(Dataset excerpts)
= Beginning of Section =
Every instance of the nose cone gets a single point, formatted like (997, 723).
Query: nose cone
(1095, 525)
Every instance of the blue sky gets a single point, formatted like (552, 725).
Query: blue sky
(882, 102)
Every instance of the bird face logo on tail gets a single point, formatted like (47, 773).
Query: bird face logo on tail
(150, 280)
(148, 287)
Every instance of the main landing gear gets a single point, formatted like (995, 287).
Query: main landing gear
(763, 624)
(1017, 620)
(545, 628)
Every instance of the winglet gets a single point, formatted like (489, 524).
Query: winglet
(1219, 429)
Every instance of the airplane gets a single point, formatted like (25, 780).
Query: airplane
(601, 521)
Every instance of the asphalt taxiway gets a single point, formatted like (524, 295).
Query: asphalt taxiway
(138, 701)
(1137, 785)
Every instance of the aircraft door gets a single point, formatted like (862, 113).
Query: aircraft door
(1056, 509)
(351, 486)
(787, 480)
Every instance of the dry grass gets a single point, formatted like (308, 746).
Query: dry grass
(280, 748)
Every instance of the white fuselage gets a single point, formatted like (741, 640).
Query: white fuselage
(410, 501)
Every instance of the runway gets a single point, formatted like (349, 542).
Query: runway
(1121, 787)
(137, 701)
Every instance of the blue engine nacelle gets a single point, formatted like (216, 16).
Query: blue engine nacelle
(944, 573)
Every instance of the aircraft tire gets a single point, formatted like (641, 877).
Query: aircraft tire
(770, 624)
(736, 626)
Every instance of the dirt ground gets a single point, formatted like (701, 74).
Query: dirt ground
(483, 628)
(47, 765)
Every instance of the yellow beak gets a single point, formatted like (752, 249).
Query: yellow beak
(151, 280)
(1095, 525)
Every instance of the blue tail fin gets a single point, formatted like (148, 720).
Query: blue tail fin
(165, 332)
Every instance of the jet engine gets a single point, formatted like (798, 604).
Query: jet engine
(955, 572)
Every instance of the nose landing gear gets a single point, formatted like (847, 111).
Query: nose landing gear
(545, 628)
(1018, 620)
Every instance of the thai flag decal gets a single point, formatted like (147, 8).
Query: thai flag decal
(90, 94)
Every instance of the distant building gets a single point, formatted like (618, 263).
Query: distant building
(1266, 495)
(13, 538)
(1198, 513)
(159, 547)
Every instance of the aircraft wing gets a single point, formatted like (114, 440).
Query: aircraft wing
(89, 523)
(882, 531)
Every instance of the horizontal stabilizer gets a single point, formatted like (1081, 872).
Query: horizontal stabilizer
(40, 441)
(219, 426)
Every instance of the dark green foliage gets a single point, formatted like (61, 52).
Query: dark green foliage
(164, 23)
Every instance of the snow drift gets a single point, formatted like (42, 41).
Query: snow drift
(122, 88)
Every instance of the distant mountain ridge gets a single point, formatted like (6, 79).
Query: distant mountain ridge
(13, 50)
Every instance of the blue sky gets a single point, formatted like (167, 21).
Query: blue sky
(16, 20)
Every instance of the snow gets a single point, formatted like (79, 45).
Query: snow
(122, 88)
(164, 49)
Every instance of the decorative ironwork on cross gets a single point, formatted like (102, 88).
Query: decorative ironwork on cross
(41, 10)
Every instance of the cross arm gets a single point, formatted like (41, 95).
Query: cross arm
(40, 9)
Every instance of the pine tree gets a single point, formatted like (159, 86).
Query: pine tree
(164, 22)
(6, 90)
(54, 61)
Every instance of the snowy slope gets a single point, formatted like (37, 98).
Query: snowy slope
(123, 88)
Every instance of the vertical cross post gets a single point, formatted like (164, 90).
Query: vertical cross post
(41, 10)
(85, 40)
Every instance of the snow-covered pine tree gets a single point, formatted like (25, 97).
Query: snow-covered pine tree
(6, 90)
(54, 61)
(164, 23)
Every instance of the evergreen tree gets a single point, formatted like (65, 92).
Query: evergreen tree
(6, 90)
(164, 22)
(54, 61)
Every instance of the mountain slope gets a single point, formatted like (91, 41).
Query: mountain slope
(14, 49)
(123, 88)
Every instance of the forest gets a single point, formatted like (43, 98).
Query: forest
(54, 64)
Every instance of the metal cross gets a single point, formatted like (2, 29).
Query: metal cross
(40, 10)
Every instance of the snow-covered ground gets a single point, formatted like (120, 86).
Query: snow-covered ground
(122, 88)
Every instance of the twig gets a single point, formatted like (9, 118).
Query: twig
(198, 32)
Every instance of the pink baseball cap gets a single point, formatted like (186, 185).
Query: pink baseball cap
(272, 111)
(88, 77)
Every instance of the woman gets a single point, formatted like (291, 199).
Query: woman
= End of Section =
*Assignment*
Wherever a line in the data above contains the word "woman", copy that line.

*Exercise response*
Every instance of the woman gets a single point, formatted like (291, 199).
Query: woman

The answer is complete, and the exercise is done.